Render everything from the line containing "TARGET = bamboo mat slat" down to the end of the records as a Markdown table, with columns "Row" for a running number and "Text" for the line itself. Skip blank lines.

(Stored entries)
------------------------------------------------

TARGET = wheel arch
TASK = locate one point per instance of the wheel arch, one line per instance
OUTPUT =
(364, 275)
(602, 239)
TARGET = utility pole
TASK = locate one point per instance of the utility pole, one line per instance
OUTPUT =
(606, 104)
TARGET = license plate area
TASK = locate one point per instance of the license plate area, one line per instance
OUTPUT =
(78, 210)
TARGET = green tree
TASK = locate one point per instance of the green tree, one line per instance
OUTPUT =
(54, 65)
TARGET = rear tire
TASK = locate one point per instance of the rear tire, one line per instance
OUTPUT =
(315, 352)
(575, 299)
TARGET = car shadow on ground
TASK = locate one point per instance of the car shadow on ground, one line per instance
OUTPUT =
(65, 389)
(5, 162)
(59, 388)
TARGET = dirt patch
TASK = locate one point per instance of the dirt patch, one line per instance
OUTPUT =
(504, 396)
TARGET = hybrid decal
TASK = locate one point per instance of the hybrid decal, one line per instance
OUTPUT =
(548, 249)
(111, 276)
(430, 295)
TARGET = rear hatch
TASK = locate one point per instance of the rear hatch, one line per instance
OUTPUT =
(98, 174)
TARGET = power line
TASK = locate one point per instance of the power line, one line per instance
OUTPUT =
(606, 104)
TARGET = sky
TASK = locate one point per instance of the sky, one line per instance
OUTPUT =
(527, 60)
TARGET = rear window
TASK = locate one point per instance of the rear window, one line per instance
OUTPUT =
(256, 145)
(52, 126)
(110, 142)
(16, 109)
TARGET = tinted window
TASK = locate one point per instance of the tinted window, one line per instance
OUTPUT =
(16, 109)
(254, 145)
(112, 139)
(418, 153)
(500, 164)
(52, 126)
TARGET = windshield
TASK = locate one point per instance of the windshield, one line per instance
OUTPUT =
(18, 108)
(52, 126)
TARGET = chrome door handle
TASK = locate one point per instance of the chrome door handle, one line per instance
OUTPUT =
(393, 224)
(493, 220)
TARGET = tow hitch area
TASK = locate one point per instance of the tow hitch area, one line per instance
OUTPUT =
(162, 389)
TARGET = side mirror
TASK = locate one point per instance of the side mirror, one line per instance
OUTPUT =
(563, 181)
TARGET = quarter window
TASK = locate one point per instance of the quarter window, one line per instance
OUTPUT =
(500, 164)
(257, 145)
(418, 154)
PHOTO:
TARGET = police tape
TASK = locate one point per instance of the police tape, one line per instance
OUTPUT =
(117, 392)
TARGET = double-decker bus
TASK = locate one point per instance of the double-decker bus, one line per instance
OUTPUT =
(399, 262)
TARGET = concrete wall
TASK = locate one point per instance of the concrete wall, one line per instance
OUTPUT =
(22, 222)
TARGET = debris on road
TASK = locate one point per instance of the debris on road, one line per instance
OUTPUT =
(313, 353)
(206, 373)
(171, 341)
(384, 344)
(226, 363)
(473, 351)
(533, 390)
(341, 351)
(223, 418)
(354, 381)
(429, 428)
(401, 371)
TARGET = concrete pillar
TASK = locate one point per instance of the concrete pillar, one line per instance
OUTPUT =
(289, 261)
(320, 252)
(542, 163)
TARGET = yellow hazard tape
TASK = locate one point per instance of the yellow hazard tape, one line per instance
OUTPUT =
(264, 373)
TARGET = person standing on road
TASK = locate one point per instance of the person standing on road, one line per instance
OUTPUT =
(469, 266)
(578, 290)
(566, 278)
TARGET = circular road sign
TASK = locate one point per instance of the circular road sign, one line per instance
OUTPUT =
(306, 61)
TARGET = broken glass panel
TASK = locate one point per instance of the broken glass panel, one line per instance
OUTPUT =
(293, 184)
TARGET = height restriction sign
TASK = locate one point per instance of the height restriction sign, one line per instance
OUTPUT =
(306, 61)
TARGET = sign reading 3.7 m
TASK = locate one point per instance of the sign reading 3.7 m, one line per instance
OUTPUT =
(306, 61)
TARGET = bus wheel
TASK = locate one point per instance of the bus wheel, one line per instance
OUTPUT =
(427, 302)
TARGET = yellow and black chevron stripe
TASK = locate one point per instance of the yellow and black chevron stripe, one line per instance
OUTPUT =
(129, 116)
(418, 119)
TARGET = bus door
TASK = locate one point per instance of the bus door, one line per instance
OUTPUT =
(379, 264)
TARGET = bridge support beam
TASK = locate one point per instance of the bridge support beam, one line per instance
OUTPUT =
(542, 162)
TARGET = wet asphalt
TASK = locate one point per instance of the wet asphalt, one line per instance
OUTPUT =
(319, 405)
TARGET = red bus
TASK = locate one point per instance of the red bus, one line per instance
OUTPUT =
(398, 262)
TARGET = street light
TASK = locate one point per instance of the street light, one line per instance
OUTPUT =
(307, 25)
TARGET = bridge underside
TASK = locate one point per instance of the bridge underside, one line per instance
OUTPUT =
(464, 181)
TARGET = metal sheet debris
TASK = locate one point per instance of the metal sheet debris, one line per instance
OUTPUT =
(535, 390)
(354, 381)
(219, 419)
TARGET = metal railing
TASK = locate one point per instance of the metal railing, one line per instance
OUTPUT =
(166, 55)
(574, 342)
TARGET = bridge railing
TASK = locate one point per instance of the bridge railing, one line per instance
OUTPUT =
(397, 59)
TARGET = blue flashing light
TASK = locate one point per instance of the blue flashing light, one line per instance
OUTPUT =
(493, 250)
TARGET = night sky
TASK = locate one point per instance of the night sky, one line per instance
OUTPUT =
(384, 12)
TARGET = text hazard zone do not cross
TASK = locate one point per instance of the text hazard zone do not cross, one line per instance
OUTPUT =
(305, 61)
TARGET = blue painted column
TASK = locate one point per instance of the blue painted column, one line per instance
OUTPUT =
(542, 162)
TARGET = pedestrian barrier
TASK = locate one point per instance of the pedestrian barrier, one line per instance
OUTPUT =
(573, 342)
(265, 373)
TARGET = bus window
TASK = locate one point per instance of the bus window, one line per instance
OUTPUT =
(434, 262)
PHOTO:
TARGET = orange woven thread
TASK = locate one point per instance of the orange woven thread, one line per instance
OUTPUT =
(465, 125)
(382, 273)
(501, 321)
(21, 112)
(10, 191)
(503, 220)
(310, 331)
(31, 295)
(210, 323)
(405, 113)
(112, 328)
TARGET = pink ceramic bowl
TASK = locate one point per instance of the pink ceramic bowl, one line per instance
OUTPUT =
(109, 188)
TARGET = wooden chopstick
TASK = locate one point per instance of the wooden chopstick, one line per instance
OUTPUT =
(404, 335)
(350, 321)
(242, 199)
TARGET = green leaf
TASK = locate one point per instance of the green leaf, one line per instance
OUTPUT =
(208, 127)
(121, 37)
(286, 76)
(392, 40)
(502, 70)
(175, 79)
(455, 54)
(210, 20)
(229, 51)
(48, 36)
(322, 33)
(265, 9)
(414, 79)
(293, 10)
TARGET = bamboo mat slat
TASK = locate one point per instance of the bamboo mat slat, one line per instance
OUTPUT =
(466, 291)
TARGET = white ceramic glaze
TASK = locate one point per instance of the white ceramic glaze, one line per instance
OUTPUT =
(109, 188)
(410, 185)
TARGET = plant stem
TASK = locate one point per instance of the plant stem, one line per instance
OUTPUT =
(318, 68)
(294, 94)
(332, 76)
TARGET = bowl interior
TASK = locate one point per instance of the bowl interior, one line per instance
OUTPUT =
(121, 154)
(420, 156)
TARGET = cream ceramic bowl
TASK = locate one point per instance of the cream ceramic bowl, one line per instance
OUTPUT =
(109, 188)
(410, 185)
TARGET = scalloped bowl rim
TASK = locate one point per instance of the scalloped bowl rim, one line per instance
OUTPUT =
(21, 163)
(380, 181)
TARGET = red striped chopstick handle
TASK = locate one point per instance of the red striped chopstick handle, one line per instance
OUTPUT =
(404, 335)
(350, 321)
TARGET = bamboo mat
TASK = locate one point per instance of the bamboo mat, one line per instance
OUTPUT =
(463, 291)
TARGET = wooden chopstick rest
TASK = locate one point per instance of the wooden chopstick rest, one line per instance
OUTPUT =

------------------------------------------------

Result for this task:
| Row | Text |
|---|---|
| 1 | TARGET = bamboo mat slat |
| 2 | TASK = locate one point per instance of the bamboo mat slat, one line per instance |
| 3 | OUTPUT = |
| 4 | (466, 291) |
| 5 | TARGET = white ceramic glaze |
| 6 | TASK = locate one point per instance of the white ceramic glaze, one line per instance |
| 7 | OUTPUT = |
| 8 | (109, 188) |
| 9 | (410, 185) |
| 10 | TARGET = plant stem |
| 11 | TASK = locate one point per instance of the plant stem, one line per instance |
| 12 | OUTPUT = |
| 13 | (318, 68) |
| 14 | (294, 94) |
| 15 | (332, 76) |
| 16 | TARGET = bowl interior |
| 17 | TASK = locate one point per instance of the bowl interior, one line per instance |
| 18 | OUTPUT = |
| 19 | (121, 154) |
| 20 | (420, 156) |
| 21 | TARGET = cream ceramic bowl |
| 22 | TASK = locate one point per instance of the cream ceramic bowl, one line per instance |
| 23 | OUTPUT = |
| 24 | (109, 188) |
| 25 | (410, 185) |
| 26 | TARGET = scalloped bowl rim |
| 27 | TASK = locate one point per instance of the scalloped bowl rim, one line per instance |
| 28 | OUTPUT = |
| 29 | (21, 163) |
| 30 | (380, 181) |
| 31 | TARGET = red striped chopstick handle |
| 32 | TASK = locate one point per instance of the red striped chopstick handle, one line per instance |
| 33 | OUTPUT = |
| 34 | (404, 335) |
| 35 | (350, 321) |
| 36 | TARGET = bamboo mat |
| 37 | TASK = locate one point per instance of the bamboo mat, one line per instance |
| 38 | OUTPUT = |
| 39 | (463, 291) |
| 40 | TARGET = wooden chopstick rest |
| 41 | TASK = locate one point per instance of the wooden chopstick rest, one line per instance |
| 42 | OUTPUT = |